# Activity
Transcribe the full listing exactly, and drop every picture.
★ ★ ★ ★ ★
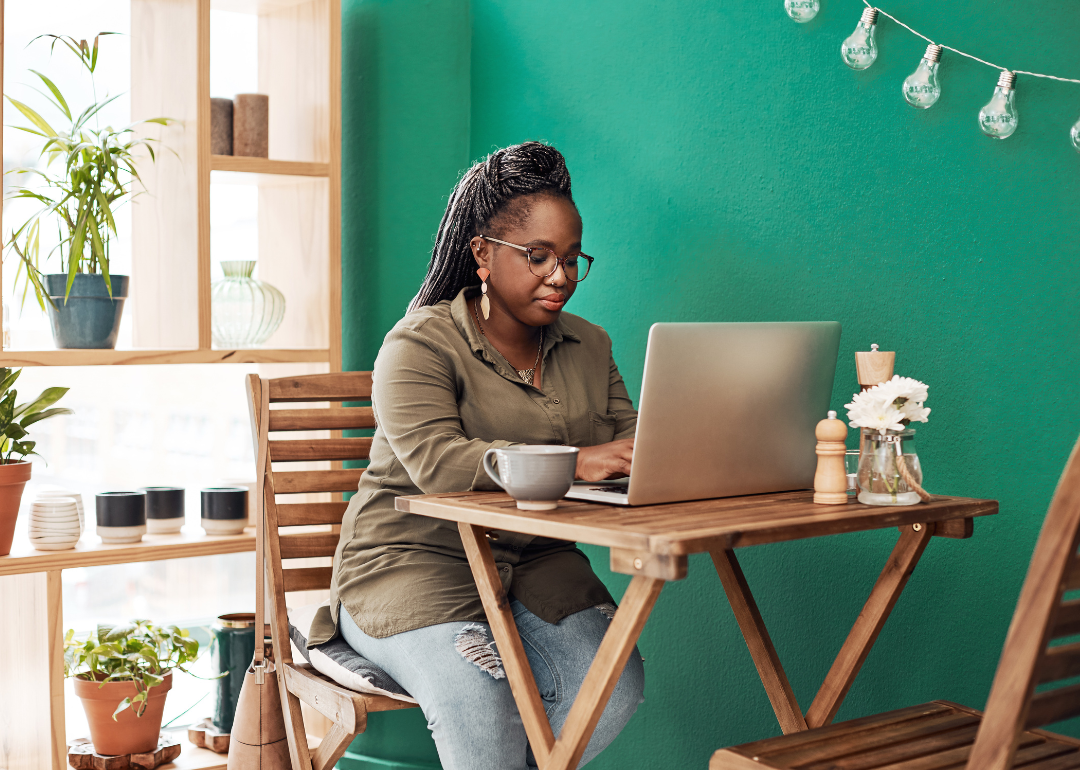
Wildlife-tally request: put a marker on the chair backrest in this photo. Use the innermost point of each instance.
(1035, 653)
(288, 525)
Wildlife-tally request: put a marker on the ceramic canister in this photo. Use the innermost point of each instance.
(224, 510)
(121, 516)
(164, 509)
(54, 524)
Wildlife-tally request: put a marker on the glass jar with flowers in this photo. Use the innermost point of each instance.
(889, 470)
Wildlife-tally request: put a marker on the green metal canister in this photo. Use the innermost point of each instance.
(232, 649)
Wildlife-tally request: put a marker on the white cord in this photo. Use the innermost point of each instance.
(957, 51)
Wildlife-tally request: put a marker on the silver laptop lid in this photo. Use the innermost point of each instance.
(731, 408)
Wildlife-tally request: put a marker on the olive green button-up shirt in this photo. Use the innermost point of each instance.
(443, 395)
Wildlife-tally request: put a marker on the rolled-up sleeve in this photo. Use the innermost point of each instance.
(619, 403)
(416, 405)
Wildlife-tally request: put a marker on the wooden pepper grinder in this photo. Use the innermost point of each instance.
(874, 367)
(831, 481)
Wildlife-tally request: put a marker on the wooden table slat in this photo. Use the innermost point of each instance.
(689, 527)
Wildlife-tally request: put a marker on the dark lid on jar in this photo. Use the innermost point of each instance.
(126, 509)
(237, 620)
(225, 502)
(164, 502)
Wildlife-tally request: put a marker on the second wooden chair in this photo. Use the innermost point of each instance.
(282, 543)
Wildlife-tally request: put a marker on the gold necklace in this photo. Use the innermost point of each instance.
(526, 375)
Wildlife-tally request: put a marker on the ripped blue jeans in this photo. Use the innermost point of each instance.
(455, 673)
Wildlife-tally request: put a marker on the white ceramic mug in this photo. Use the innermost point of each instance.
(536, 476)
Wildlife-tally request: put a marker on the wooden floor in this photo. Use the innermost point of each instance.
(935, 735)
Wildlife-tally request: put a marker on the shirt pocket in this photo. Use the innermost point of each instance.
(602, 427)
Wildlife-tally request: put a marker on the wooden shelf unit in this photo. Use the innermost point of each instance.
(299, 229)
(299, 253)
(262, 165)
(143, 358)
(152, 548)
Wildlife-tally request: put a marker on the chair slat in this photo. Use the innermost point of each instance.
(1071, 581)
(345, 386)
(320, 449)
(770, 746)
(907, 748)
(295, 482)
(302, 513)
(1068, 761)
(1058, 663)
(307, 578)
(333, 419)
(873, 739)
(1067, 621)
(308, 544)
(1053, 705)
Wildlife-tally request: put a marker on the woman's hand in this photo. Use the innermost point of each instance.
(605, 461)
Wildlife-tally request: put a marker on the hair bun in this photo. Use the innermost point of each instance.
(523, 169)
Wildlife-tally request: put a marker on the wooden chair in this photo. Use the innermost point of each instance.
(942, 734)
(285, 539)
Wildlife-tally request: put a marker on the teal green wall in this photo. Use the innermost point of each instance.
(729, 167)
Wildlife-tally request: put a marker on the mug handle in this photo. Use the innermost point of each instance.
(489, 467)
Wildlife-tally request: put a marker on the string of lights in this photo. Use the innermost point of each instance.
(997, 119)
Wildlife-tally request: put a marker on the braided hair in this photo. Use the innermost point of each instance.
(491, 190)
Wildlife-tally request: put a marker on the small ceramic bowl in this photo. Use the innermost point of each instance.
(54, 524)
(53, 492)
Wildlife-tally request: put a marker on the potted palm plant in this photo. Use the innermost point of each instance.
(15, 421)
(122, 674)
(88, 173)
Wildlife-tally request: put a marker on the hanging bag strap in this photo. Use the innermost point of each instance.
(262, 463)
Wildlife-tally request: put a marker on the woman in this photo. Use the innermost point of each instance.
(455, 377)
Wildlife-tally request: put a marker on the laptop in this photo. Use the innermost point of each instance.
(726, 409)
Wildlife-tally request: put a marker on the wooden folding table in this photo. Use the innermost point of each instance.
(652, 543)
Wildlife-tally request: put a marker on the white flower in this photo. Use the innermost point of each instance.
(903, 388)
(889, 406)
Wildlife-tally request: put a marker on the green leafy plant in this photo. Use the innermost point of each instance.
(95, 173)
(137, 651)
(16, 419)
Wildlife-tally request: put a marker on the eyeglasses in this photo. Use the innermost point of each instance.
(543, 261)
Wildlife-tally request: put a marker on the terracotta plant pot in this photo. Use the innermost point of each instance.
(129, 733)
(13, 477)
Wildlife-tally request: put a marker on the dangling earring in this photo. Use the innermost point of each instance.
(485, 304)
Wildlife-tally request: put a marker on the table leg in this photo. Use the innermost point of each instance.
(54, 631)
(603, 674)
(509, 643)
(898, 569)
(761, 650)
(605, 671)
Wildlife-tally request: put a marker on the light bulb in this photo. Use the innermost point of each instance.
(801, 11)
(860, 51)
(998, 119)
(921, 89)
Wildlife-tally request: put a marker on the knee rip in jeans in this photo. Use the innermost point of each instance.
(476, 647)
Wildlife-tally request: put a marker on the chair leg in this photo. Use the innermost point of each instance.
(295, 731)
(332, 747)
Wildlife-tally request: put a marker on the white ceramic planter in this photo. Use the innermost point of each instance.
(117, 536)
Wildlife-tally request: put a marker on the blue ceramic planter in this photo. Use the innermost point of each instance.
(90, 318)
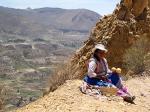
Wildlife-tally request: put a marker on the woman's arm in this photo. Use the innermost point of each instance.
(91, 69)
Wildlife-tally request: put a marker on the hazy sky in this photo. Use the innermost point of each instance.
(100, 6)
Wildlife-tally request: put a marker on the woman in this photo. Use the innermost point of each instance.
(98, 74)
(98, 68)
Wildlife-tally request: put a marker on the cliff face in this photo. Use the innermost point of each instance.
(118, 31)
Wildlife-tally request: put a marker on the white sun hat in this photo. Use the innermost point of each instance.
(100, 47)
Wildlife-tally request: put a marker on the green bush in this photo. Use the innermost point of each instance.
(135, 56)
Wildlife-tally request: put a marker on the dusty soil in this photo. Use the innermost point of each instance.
★ ★ ★ ★ ★
# Output
Wildlife-tally request: put a marker on the chair backrest in this photo. Use the innermost point of each instance.
(1035, 653)
(288, 525)
Wildlife-tally request: put a marker on the ceramic canister in this photo. Use the innermost point of each instance.
(224, 510)
(121, 516)
(164, 509)
(54, 524)
Wildlife-tally request: put a marker on the glass jar with flowers in this photo. Use the innermost point of each instance.
(889, 470)
Wildlife-tally request: put a marker on the green metal canister in this photo. Use the innermost point of each instance.
(232, 649)
Wildlife-tally request: put a marker on the white cord in this photo. Use the innermost point of each instance.
(957, 51)
Wildlife-tally request: put a marker on the silver laptop lid in this photo. Use the innermost point of each instance.
(731, 408)
Wildlife-tally request: put a marker on the olive green button-up shirt in this photo. Use the innermost point of each instance.
(443, 395)
Wildlife-tally request: put a marker on the rolled-up sleeve in this photo. Use the innermost point of each instance.
(619, 403)
(416, 405)
Wildlife-tally request: put a marker on the wooden pepper grinder in this photo. Use the innermost point of each instance.
(874, 367)
(831, 481)
Wildlife-tally request: put a marker on the wooden table slat in this photo. Use the innermost point of each instance.
(689, 527)
Wildlife-tally request: put a marker on the dark lid on jar in this photo. Use the innermost point of each instance.
(126, 509)
(237, 620)
(225, 502)
(164, 502)
Wildlife-tally request: put a marker on the second wooden chair in this photo. Use the innermost point of each instance.
(282, 543)
Wildlife-tally request: put a marker on the gold necklace in this photo. Use the innermost point of each instance.
(526, 375)
Wildlife-tally request: put a marker on the ripped blue jeans in this photo. Use the innermost point of each instance.
(455, 673)
Wildlife-tally request: put a marker on the white ceramic mug in this photo. Use the innermost point of each instance.
(536, 476)
Wildlife-tally request: put a marker on the wooden floor in this photo. Use the innermost point of each instance.
(935, 735)
Wildlife-tally request: put a marker on the shirt pocket in this photo. Use the innermost point of each instance.
(602, 427)
Wildlife-tally request: put a marker on the wooden shelf unit in this photo. Use the innermost point of each instance.
(299, 229)
(299, 253)
(262, 165)
(143, 358)
(152, 548)
Wildlife-tally request: put a marker on the chair slat in this photo. Use the innermost point of each instance.
(1071, 581)
(345, 386)
(320, 449)
(770, 746)
(907, 748)
(295, 482)
(302, 513)
(1068, 761)
(1058, 663)
(307, 578)
(333, 419)
(873, 739)
(1067, 621)
(308, 544)
(1053, 705)
Wildlife-tally request: put a marker on the woman's hand in this photo. Use the innermost point of each instance.
(605, 461)
Wildlife-tally request: put a marker on the hair bun in this photo. Use the innermost point of each instance.
(523, 169)
Wildlife-tally request: put a marker on the wooden chair in this photo. Use the innermost point of each instance.
(942, 734)
(285, 539)
Wildlife-tally request: put a marker on the teal green wall in this photo. Use the innermost point of each instance.
(729, 167)
Wildlife-tally request: put a marker on the mug handle in this photo. Use the innermost point of each instance.
(489, 467)
Wildlife-tally request: put a marker on the string of lights in this photo. Use the innermost point of each instance.
(997, 119)
Wildlife-tally request: put a marker on the braided hair in this photo. Use the innermost point of each instance.
(491, 190)
Wildlife-tally request: put a marker on the small ceramic bowl in this photo. Use the innermost point of each instance.
(54, 524)
(53, 492)
Wildlife-tally request: put a marker on the potted palm plant in this photo. Use the innermost point of each instance.
(15, 421)
(122, 674)
(88, 173)
Wildlife-tally request: put a marker on the hanging bag strap in this photo. Use the innermost point of each instance.
(262, 463)
Wildlife-tally request: put a marker on the woman in this photo. Use the innermost point of each instance.
(455, 377)
Wildlife-tally request: put a marker on the laptop in this photo. Use the innermost point of each instance.
(726, 409)
Wildlife-tally request: put a marker on the wooden folding table in this photo. Use the innermost point of each instance.
(652, 543)
Wildlife-tally request: put a marker on the white flower in this photo. Use the innermost point of each instance.
(903, 388)
(889, 406)
Wildlife-tally request: put a marker on the green leafy plant in this photo. Use the innermost point of each instance.
(95, 173)
(137, 651)
(16, 419)
Wildlife-tally request: put a marker on the eyeglasses in this photo. Use the innermost point of each instance.
(543, 261)
Wildlife-tally request: put a marker on the terracotta plant pot in this photo. Use the innermost point of each instance.
(129, 733)
(13, 477)
Wildlife-tally request: put a marker on the dangling earring in this photo. Use the innermost point of each instance.
(485, 304)
Wildlife-tally request: put a marker on the table leg in this photo. Use the innermost point of each instance.
(54, 631)
(603, 674)
(509, 643)
(898, 569)
(761, 650)
(605, 671)
Wildlife-tally request: put a marker on the light bulb in this photo. Use the innermost point of each instance.
(801, 11)
(860, 51)
(998, 119)
(921, 89)
Wildlife-tally request: put a marker on the knee rip in jeans in this photo. Use the innermost point of each instance.
(476, 647)
Wildlife-tally request: put a marker on the chair leg in this photo. Use the innermost point of each instance.
(295, 731)
(332, 747)
Wildlife-tally request: put a marker on the white ceramic planter in this photo. Use the innermost point of each instance.
(117, 536)
Wildlife-tally request: put a marker on the blue ceramic planter in this photo. Use the innermost point of each instance.
(90, 318)
Wildlife-tally request: put a marker on the woman's arm in this photo. Use the innermost point of each instance.
(91, 69)
Wildlife-tally request: put a marker on the hazy sky in this photo. Use the innermost point of each instance.
(100, 6)
Wildlife-tally request: put a marker on the woman in this photo. Use the innermost point of each instance.
(98, 74)
(98, 68)
Wildlife-tally request: put a marker on the cliff face in this photo. Use the innermost point of each instance.
(118, 31)
Wildlife-tally request: put a marker on the white sun hat in this photo. Use the innermost point of each instance.
(100, 47)
Wildlife-tally request: put a marker on the green bush in this photo. Use the innermost point of each instance.
(135, 56)
Wildlife-tally request: put a marker on the dusty soil in this photo. Use the innermost point of each instance.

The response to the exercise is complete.